- **Task description**:
Copy the lines of the listing below verbatim, starting with the line that contains "statue pedestal, each" and going on through the line that contains "pixel 478 317", both included.

- **Listed records**:
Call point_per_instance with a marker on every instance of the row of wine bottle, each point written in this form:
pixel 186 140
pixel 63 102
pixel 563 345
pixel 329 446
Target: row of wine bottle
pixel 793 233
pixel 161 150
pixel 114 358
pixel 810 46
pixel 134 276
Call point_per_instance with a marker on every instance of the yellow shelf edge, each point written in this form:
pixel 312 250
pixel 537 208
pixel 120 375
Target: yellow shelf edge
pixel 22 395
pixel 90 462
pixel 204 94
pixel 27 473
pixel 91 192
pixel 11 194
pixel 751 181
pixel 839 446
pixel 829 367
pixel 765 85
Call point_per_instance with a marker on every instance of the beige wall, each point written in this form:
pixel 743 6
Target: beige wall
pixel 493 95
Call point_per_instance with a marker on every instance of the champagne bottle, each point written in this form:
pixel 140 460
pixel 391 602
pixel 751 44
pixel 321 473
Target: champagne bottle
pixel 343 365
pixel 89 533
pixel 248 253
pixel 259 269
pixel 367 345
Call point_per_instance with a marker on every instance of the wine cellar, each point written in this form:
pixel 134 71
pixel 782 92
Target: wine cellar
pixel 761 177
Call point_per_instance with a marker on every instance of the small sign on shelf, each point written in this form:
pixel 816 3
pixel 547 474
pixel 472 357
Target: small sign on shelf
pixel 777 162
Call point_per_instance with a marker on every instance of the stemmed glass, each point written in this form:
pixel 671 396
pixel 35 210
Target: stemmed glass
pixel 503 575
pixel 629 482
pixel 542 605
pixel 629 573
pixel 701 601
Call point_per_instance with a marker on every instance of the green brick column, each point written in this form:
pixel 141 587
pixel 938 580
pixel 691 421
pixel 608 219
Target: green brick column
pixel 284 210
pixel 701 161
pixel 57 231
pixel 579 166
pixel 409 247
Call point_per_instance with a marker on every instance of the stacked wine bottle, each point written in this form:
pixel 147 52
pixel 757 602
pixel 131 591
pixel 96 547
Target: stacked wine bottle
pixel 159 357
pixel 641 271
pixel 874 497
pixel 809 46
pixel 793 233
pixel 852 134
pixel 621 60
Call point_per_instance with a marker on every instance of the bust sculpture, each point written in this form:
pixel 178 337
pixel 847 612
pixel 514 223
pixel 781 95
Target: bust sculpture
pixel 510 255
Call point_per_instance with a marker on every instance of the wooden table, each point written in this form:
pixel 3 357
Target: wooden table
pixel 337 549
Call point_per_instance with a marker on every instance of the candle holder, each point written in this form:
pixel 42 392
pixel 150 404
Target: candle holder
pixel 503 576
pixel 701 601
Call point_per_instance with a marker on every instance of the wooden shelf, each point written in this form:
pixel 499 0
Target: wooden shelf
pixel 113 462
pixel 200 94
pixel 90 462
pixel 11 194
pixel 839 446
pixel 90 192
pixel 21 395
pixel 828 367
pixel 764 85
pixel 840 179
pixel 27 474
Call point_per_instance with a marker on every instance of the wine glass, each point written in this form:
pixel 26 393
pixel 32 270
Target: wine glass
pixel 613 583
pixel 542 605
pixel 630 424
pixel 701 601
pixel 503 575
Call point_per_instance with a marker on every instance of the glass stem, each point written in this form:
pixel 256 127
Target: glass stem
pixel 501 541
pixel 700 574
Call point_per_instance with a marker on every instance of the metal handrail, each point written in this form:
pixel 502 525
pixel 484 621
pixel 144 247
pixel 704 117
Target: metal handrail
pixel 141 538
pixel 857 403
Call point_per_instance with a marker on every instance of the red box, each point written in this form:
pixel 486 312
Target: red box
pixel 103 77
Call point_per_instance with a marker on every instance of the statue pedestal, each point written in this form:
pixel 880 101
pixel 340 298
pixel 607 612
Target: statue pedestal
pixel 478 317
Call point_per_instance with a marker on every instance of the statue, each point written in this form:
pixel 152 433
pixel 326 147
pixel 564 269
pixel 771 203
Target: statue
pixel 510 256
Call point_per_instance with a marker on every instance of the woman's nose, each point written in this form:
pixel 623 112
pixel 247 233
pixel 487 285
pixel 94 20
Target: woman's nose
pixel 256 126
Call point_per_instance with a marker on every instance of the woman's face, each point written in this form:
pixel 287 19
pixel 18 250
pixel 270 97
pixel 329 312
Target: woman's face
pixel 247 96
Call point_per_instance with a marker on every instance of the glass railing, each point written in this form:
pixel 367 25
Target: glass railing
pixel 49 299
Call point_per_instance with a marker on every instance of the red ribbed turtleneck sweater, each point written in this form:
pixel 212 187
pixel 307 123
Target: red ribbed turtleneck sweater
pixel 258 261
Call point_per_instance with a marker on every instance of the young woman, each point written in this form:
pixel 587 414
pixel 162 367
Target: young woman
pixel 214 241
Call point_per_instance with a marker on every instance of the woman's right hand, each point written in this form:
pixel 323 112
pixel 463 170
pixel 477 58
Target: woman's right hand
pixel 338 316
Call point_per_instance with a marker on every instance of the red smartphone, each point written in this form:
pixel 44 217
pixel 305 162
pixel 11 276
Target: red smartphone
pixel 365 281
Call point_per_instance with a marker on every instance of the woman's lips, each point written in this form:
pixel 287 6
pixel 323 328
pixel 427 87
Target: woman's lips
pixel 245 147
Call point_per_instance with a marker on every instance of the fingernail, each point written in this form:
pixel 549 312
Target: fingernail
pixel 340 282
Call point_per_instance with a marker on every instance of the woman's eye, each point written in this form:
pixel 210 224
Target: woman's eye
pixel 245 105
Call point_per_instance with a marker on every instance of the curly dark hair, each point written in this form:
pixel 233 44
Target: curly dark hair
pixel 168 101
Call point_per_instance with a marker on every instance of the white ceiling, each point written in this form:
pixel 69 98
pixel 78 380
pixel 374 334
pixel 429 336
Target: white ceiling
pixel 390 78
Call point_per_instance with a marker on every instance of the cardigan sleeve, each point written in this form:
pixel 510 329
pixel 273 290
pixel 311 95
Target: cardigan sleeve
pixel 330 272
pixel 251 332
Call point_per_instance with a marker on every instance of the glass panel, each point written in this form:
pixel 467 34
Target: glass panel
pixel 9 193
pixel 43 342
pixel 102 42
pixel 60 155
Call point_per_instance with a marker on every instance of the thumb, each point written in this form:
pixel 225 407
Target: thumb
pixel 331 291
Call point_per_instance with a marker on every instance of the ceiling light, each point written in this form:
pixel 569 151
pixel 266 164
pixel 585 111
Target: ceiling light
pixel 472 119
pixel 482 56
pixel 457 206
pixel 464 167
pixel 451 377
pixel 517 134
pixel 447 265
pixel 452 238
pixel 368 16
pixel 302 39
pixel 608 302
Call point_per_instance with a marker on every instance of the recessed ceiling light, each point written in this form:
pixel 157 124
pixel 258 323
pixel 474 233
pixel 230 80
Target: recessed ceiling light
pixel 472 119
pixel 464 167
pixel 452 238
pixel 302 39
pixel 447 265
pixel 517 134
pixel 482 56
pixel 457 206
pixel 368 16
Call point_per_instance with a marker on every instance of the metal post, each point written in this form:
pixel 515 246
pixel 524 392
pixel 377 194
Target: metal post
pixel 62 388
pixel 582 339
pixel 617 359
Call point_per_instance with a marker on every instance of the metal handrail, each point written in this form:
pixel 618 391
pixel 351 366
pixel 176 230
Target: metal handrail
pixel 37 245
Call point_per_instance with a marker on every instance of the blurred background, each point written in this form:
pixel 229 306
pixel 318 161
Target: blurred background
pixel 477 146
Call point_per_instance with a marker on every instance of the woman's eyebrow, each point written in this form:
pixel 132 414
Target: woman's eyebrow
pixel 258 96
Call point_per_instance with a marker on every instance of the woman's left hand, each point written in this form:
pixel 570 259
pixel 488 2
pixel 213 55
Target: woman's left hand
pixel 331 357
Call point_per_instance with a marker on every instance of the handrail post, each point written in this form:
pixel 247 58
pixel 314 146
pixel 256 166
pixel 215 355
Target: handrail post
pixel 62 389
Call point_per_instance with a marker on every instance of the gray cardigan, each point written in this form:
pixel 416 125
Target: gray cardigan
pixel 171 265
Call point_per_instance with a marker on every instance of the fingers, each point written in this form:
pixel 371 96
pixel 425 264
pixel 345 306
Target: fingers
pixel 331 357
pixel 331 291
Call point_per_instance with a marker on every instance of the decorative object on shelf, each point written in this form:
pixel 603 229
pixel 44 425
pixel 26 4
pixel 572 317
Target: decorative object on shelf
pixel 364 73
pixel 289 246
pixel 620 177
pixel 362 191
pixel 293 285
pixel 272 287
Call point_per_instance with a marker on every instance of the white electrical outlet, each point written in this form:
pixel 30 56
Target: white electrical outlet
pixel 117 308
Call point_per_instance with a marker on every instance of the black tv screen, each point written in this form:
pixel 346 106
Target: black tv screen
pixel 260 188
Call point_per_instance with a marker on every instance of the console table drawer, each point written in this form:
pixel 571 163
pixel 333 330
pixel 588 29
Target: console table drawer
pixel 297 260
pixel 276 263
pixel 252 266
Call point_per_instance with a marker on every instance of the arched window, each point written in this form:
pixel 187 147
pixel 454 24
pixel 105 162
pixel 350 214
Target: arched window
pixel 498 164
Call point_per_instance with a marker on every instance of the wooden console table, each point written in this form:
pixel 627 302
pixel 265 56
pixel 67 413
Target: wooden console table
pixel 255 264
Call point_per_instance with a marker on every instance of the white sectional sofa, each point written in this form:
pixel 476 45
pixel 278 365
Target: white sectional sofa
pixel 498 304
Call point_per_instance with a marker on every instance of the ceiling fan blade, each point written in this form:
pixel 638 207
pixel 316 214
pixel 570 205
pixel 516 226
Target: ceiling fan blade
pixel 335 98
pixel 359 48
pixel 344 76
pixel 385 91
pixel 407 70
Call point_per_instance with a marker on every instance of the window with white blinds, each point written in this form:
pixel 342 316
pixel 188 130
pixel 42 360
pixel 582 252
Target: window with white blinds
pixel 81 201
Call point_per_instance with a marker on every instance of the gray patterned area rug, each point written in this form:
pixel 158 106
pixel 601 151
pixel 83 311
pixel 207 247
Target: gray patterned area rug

- **Worked answer**:
Call point_per_instance with a marker on every instance of the statue pedestal, each point written in this form:
pixel 880 101
pixel 340 298
pixel 607 612
Target: statue pedestal
pixel 478 317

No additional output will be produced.